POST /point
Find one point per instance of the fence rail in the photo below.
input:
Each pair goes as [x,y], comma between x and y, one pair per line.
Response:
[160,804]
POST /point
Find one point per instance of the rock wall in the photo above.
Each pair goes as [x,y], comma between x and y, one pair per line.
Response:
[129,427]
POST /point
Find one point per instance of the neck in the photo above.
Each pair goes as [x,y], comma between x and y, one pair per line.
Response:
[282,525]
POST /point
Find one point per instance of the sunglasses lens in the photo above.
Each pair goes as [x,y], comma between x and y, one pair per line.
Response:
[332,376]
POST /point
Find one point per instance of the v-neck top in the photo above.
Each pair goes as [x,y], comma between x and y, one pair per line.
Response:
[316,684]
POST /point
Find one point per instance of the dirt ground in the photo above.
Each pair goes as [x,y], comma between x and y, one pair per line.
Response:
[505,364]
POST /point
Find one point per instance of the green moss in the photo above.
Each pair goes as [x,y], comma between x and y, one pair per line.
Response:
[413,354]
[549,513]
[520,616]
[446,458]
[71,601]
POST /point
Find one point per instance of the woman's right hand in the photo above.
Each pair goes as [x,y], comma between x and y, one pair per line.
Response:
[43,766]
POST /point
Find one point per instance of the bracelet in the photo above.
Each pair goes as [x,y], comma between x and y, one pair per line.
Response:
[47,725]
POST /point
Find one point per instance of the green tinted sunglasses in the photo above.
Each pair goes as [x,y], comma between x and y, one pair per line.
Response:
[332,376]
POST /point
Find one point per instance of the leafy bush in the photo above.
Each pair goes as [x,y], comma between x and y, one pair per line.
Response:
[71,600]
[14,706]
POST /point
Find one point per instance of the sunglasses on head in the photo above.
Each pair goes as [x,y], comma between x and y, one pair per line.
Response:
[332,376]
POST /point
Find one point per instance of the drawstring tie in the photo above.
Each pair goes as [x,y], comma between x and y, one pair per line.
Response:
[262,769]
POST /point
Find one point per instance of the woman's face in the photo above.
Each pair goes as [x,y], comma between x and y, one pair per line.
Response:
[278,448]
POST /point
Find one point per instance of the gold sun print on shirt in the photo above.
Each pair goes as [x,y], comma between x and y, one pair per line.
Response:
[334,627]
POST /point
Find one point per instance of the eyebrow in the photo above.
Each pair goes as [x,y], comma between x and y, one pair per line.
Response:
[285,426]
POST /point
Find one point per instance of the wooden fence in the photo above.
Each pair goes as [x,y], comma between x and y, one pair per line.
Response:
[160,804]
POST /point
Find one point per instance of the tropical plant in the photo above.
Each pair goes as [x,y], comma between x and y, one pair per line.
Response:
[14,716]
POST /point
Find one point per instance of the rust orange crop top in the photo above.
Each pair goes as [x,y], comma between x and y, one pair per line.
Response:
▬▬▬▬▬▬▬▬▬▬
■ What is required:
Output an exact copy of each record.

■ Completed task:
POST /point
Find one point per instance of the fence rail in the photo below.
input:
Each pair goes as [x,y], comma between x and y, one pair per line.
Response:
[160,804]
POST /point
Find one point per instance of the rock wall in the photo above.
Each pair goes as [x,y], comma between x and y, one pair per line.
Response:
[129,427]
POST /point
Find one point per instance of the neck in the photo above.
Each pair goes as [x,y], comma between x and y, one pair per line.
Response:
[282,525]
POST /point
Find one point per instance of the sunglasses lens in the photo above.
Each pair goes as [x,y], comma between x and y, one pair per line.
Response:
[332,376]
POST /point
Find one point per instance of the v-neck top in the photo above.
Each pair goes as [x,y], comma between x and y, one pair per line.
Response:
[316,684]
POST /point
Find one point per instance of the dirt ground in the photo above.
Each pair goes as [x,y], comma between x and y, one pair per line.
Response:
[505,364]
POST /point
Find one point per instance of the green moss in the photo above.
Each pair goes as [x,y], comma between x and y, one pair per line.
Response:
[413,354]
[549,513]
[520,616]
[446,458]
[71,601]
POST /point
Find one point per instance of the woman's right hand in the photo above.
Each pair goes as [x,y], comma between x and y, one pair per line.
Response:
[43,766]
POST /point
Find one point per instance of the bracelet in the photo above.
Each pair goes as [x,y], comma between x and y, one pair per line.
Response:
[47,725]
POST /point
Find one point per instance of the green tinted sunglasses in the photo above.
Each pair goes as [x,y], comma between x and y, one pair per line.
Response:
[332,376]
POST /point
Find one point per instance of the leafy bush in the photo above.
Each pair goes as [x,y], comma between x and y, one pair per line.
Response:
[71,600]
[14,706]
POST /point
Find one point per instance of the sunglasses on head in the photo above.
Each pair goes as [x,y], comma between x and y, one pair per line.
Response:
[332,376]
POST /point
Find one point per instance of the drawstring tie in the photo above.
Each pair goes as [x,y], comma between x and y, one pair per line.
Response:
[262,769]
POST /point
Find one point per instance of the woman's face in the photo above.
Each pair goes as [x,y], comma between x and y, one pair per line.
Response:
[278,448]
POST /point
Find one point per instance of the gold sun print on shirt in the photo above.
Each pair goes as [x,y], comma between x and y, one pair per line.
Response:
[334,627]
POST /point
Find one point per instance of the eyebrow in the photo above.
Each pair goes as [x,y], comma between x and y, one pair per line.
Response:
[285,426]
POST /point
Find one point per instance of the wooden fence in the photo above.
Each pair goes as [x,y], comma between x and y, one pair per line.
Response:
[160,804]
POST /point
Find one point per instance of the tropical plant in the photo above.
Each pair goes as [x,y], comma between x and y, one pair per line.
Response:
[14,716]
POST /point
Find one point per instance of the rust orange crop top in the photo above.
Each pair goes as [x,y], comma between x and y, one pair per line.
Response:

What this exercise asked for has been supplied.